■ The records
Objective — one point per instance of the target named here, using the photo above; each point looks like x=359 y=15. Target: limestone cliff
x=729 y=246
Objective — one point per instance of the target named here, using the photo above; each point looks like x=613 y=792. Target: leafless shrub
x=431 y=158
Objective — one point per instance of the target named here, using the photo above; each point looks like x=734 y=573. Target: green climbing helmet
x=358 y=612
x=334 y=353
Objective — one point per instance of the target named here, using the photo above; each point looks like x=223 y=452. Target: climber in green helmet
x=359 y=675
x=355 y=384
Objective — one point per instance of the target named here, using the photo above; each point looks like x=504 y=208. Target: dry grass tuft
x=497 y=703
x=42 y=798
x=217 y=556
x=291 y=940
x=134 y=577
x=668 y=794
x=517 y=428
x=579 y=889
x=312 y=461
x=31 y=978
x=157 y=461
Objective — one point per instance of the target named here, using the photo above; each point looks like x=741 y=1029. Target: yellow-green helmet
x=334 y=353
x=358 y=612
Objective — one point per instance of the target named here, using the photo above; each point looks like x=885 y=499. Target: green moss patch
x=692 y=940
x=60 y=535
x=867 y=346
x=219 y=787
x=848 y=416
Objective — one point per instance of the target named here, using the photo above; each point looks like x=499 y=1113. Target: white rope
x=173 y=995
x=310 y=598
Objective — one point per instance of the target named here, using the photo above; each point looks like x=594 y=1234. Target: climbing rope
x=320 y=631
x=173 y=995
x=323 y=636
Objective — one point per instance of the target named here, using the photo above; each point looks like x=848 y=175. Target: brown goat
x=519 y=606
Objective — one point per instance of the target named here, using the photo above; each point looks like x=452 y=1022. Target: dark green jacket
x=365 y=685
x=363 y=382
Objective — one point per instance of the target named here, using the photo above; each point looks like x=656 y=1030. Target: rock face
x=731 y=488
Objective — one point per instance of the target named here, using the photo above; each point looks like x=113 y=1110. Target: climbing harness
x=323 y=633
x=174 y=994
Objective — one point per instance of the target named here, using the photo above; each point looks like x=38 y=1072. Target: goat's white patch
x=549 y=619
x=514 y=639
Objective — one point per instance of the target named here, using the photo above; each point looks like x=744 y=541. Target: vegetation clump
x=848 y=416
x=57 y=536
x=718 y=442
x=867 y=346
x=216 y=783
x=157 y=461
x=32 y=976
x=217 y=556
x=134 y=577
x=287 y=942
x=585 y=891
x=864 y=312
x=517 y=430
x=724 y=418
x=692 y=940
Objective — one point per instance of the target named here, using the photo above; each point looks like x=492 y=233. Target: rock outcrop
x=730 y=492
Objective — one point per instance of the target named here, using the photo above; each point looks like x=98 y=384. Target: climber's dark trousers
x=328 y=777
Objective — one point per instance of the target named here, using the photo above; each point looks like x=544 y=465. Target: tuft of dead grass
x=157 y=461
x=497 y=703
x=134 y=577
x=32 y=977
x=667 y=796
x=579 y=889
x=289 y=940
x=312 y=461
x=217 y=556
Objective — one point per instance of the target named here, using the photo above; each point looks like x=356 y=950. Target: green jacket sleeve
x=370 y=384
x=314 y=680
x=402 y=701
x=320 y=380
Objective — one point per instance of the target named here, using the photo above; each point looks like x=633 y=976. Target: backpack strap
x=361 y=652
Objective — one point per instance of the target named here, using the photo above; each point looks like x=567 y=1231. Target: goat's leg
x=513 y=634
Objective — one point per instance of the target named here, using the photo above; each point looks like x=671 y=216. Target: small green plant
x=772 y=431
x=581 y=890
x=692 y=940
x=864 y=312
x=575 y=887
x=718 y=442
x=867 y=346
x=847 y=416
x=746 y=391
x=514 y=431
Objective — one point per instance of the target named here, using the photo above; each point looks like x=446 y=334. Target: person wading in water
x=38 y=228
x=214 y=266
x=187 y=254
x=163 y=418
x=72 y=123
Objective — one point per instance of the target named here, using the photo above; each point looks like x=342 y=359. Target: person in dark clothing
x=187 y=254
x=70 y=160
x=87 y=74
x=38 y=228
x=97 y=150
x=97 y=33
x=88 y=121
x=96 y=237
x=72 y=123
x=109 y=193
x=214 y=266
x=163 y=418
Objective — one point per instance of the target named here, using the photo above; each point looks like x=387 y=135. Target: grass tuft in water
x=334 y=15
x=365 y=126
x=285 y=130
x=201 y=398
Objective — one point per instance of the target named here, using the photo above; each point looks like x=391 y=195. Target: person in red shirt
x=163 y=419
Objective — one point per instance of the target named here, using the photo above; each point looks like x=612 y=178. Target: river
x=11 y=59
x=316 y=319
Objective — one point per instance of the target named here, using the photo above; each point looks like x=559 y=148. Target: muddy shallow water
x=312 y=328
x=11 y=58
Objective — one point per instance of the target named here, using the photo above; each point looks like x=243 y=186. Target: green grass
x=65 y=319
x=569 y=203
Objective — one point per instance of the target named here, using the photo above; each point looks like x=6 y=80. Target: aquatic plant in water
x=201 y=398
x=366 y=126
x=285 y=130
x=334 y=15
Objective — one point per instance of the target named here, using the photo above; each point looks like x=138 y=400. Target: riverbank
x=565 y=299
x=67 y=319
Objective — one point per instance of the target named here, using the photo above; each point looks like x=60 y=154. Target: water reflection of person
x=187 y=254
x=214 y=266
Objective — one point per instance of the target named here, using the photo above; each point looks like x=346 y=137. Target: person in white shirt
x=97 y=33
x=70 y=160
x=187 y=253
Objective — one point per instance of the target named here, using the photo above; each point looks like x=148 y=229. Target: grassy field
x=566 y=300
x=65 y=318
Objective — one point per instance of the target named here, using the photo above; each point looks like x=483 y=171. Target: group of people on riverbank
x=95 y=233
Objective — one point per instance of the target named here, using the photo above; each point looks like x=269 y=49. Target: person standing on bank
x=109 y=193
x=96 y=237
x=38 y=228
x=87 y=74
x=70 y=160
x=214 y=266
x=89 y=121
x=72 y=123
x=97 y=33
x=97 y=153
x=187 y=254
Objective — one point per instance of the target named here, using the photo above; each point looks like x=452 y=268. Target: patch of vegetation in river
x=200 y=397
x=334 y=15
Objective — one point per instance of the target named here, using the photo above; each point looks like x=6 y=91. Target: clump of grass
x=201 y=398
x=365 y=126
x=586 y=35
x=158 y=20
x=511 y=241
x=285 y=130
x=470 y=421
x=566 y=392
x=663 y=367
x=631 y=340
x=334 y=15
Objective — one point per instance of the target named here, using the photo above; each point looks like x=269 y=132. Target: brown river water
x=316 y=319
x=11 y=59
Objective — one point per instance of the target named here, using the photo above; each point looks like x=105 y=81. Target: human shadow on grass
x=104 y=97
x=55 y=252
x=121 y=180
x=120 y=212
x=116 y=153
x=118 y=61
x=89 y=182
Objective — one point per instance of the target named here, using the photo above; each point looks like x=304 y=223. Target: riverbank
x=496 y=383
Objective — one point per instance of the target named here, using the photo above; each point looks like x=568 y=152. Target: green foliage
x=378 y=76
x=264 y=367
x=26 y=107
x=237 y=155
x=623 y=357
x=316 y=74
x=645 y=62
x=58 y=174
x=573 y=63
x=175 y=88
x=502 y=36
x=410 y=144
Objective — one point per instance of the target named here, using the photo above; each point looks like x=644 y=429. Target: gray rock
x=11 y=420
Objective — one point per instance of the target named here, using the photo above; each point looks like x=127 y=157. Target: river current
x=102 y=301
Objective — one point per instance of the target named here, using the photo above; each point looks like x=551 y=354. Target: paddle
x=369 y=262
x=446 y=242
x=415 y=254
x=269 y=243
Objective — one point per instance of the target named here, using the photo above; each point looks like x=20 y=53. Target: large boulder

■ Stated problem
Update every entry above by changing "Objective" to "Goal", keeping everything else the same.

■ Solution for this problem
Goal — one point per instance of the target named here, using the photo above; each point looks like x=359 y=15. Target: limestone cliff
x=729 y=246
Goal — one point per instance of the target named here, using the photo above; each point looks like x=613 y=792. Target: leafless shrub
x=431 y=158
Goal — one point per instance of the target named here, using the photo above; each point looks like x=734 y=573. Target: green climbing helmet
x=358 y=612
x=334 y=353
Goal — one point per instance of the target named here, using the photo above; each point looks like x=223 y=452. Target: climber in green helmet
x=359 y=675
x=355 y=384
Goal — one point per instance of the target named here, using the photo above; each point looks like x=504 y=208. Target: dry grass tuft
x=497 y=703
x=42 y=798
x=217 y=556
x=291 y=940
x=134 y=577
x=668 y=794
x=517 y=428
x=579 y=889
x=312 y=461
x=31 y=978
x=157 y=461
Goal — one point per instance of the target named here, using the photo above; each point looks like x=741 y=1029. Target: yellow-green helmet
x=334 y=353
x=358 y=612
Goal — one point per instance of the target named here, using the photo above; each point looks like x=885 y=499. Target: green moss patch
x=692 y=940
x=60 y=535
x=867 y=346
x=219 y=787
x=848 y=416
Goal — one point per instance of the target named here, using the photo above; each point looks like x=499 y=1113. Target: white rope
x=173 y=995
x=310 y=598
Goal — one point per instance of the target named here, using the photo above; each point looks like x=594 y=1234. Target: climbing rope
x=320 y=631
x=173 y=995
x=323 y=636
Goal — one point per instance of the target named here, using the photo above; each point looks like x=848 y=175. Target: brown goat
x=519 y=606
Goal — one point per instance of the target named here, using the photo above; each point looks like x=452 y=1022. Target: dark green jacket
x=365 y=685
x=363 y=382
Goal — one point per instance of the target named here, using the photo above; each point looks like x=656 y=1030. Target: rock face
x=731 y=488
Goal — one point per instance of the target named here, using the photo above; each point looks like x=113 y=1110. Target: climbing harness
x=323 y=633
x=174 y=994
Goal — one point per instance of the target named here, using the photo above; each point looks like x=38 y=1072. Target: goat's white patch
x=549 y=619
x=514 y=639
Goal — one point per instance of the target named here, using the photo above; each point looks like x=744 y=541. Target: vegetation clump
x=848 y=416
x=57 y=536
x=718 y=442
x=867 y=346
x=216 y=783
x=157 y=461
x=32 y=976
x=217 y=556
x=134 y=577
x=287 y=942
x=585 y=891
x=864 y=312
x=517 y=430
x=724 y=418
x=692 y=940
Goal — one point per instance of the target named here, using the photo above; each point looks like x=492 y=233. Target: rock outcrop
x=730 y=492
Goal — one point per instance of the target named here, using the photo above; each point looks like x=98 y=384. Target: climber's dark trousers
x=328 y=777
Goal — one point per instance of the target named here, using the photo above; each point looks like x=544 y=465. Target: tuft of dead grass
x=157 y=461
x=497 y=703
x=134 y=577
x=32 y=977
x=667 y=796
x=579 y=889
x=289 y=940
x=312 y=461
x=217 y=556
Goal — one point per instance of the target named here, using the photo above; each point looks like x=356 y=950. Target: green jacket sleeve
x=370 y=384
x=314 y=680
x=402 y=701
x=320 y=380
Goal — one point per instance of the target named here, using the photo above; each point looks like x=633 y=976. Target: backpack strap
x=361 y=652
Goal — one point per instance of the target named here, using the photo above; each point looks like x=567 y=1231. Target: goat's leg
x=513 y=634
Goal — one point per instance of the target named here, using the photo above; each point looks like x=671 y=216. Target: small green plant
x=772 y=431
x=581 y=890
x=692 y=940
x=864 y=312
x=575 y=887
x=718 y=442
x=867 y=346
x=847 y=416
x=746 y=391
x=514 y=431
Goal — one point per instance of the target named here, using the photo above; each point looks like x=446 y=334. Target: person wading in water
x=38 y=228
x=214 y=266
x=187 y=254
x=163 y=418
x=72 y=123
Goal — one point per instance of the target named here, using the photo above; each point looks like x=342 y=359. Target: person in dark clothing
x=187 y=254
x=70 y=160
x=87 y=74
x=38 y=228
x=97 y=150
x=97 y=33
x=88 y=121
x=96 y=237
x=72 y=123
x=109 y=193
x=214 y=266
x=163 y=418
Goal — one point per instance of the target named here, using the photo above; each point looks like x=387 y=135. Target: grass tuft in water
x=334 y=15
x=365 y=126
x=285 y=130
x=201 y=398
Goal — one point per instance of the target named here, using the photo above; each point looks like x=391 y=195. Target: person in red shirt
x=163 y=419
Goal — one point per instance of the target named here, using the photo above; each point looks like x=612 y=178. Target: river
x=11 y=59
x=316 y=319
Goal — one point per instance of the target named here, using the photo above; each point looks like x=559 y=148. Target: muddy shallow water
x=312 y=328
x=11 y=58
Goal — one point per instance of the target named here, using the photo above; each point looks like x=243 y=186. Target: green grass
x=65 y=319
x=569 y=203
Goal — one point per instance of the target named here, using the photo above; each point looks like x=6 y=80. Target: aquatic plant in water
x=201 y=398
x=366 y=126
x=285 y=130
x=334 y=15
Goal — one point per instance of the target named here, using the photo above; each point looks like x=138 y=400. Target: riverbank
x=565 y=299
x=67 y=319
Goal — one point per instance of the target named here, using the photo above; each point looks like x=60 y=154. Target: water reflection of person
x=187 y=254
x=214 y=266
Goal — one point per instance of the target named here, using the photo above; each point looks like x=346 y=137. Target: person in white shirt
x=97 y=33
x=70 y=160
x=187 y=253
Goal — one point per instance of the target named here, using the photo above; each point looks like x=148 y=229. Target: grassy field
x=566 y=300
x=65 y=318
Goal — one point per instance of the target named here, using the photo above; each point looks like x=483 y=171. Target: group of people on riverbank
x=95 y=233
Goal — one point per instance of the target named here, using the photo above; each point looks like x=269 y=49. Target: person standing on bank
x=109 y=193
x=96 y=237
x=38 y=228
x=87 y=74
x=70 y=160
x=214 y=266
x=89 y=121
x=72 y=123
x=97 y=33
x=97 y=153
x=187 y=254
Goal — one point per instance of the target named here, using the photo above; each point looks like x=452 y=268. Target: patch of vegetation in river
x=200 y=397
x=334 y=15
Goal — one point per instance of the target named here, using the photo above; each point looks like x=6 y=91. Target: clump of grass
x=201 y=398
x=365 y=126
x=586 y=35
x=158 y=20
x=511 y=241
x=285 y=130
x=470 y=421
x=566 y=392
x=663 y=367
x=631 y=340
x=334 y=15
Goal — one point per instance of the target named here, using the photo above; each point looks like x=269 y=132. Target: brown river water
x=316 y=319
x=11 y=59
Goal — one point per instance of the target named here, using the photo above; each point looks like x=105 y=81. Target: human shadow on grass
x=104 y=97
x=55 y=252
x=121 y=180
x=120 y=212
x=116 y=153
x=118 y=61
x=89 y=182
Goal — one point per instance of the target named here, using the photo above; each point looks like x=304 y=223. Target: riverbank
x=496 y=383
Goal — one point per instance of the target named here, using the photo above; each point looks like x=568 y=152. Target: green foliage
x=378 y=76
x=264 y=367
x=26 y=107
x=237 y=155
x=623 y=357
x=316 y=74
x=645 y=62
x=58 y=174
x=573 y=63
x=175 y=88
x=502 y=36
x=410 y=144
Goal — one point per instance of the target named here, using the photo above; each point looks like x=644 y=429. Target: gray rock
x=11 y=420
Goal — one point per instance of the target named here, using the photo above; each point looks like x=127 y=157. Target: river current
x=102 y=301
Goal — one point per instance of the target named here, using the photo above; each point looks like x=551 y=354. Target: paddle
x=369 y=262
x=446 y=242
x=415 y=254
x=269 y=243
Goal — one point per instance of the target named here, using the photo above; each point looks like x=20 y=53. Target: large boulder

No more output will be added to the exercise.